## [Data to use]
* * *

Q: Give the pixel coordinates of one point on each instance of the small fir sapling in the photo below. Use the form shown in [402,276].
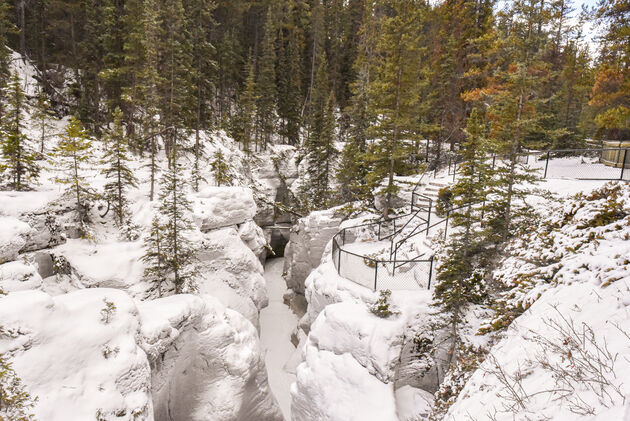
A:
[15,402]
[382,306]
[107,312]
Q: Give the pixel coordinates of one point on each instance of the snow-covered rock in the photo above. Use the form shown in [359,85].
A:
[305,249]
[19,276]
[97,353]
[254,237]
[353,362]
[13,235]
[231,271]
[218,207]
[274,177]
[206,362]
[79,361]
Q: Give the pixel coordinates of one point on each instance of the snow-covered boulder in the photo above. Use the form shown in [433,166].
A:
[273,178]
[254,237]
[230,270]
[13,235]
[98,354]
[308,240]
[79,359]
[218,207]
[19,276]
[207,362]
[46,230]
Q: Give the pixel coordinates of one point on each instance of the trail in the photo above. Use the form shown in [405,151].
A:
[277,322]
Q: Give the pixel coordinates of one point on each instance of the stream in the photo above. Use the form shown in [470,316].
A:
[277,322]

* * *

## [Problem details]
Could you reproduce all of the records above with every "snow-covered" swapped for "snowy", keeping everything else the same and leaving out the pictures?

## [Result for this task]
Q: Give the pixel coordinates of one point on each instance of the small fir sapling in the photo below. Use the form shown in [402,276].
A:
[15,402]
[382,306]
[107,312]
Q: Give the pixel coordinates of one point on each instance of the snowy rock in the photo above. Use the form shown in [359,85].
A:
[305,249]
[19,276]
[97,353]
[254,237]
[353,362]
[13,235]
[231,271]
[218,207]
[274,177]
[206,362]
[79,361]
Q: Give the pixel coordinates of one point on each instance of the snowy boulder in the photo above. Use the form shown in [433,166].
A:
[273,178]
[254,237]
[230,270]
[13,235]
[98,354]
[308,240]
[79,359]
[218,207]
[19,276]
[207,362]
[46,230]
Q: Give the pixel coordinates of one point on each instance of the trail in the photo above. Use the form shown in [405,151].
A:
[277,322]
Q: Give the pixel coordinates of one point on each instance of the stream in the photo above. Use the form shown in [470,316].
A:
[277,322]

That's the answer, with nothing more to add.